**Provided data**
==========

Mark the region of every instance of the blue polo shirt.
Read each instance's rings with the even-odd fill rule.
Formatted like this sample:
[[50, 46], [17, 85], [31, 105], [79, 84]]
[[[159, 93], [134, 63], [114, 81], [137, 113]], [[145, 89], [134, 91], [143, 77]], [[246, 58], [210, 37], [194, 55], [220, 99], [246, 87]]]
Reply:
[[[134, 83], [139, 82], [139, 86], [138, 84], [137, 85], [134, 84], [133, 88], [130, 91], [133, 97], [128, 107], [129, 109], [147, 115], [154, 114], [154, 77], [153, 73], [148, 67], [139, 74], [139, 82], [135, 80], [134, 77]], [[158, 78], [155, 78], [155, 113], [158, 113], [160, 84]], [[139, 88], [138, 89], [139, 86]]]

==========

Report every line above that contains the word "instance", copying each one in full. Case counts.

Mark the region of every instance of the blue polo shirt.
Read each instance's rings with the even-odd fill rule.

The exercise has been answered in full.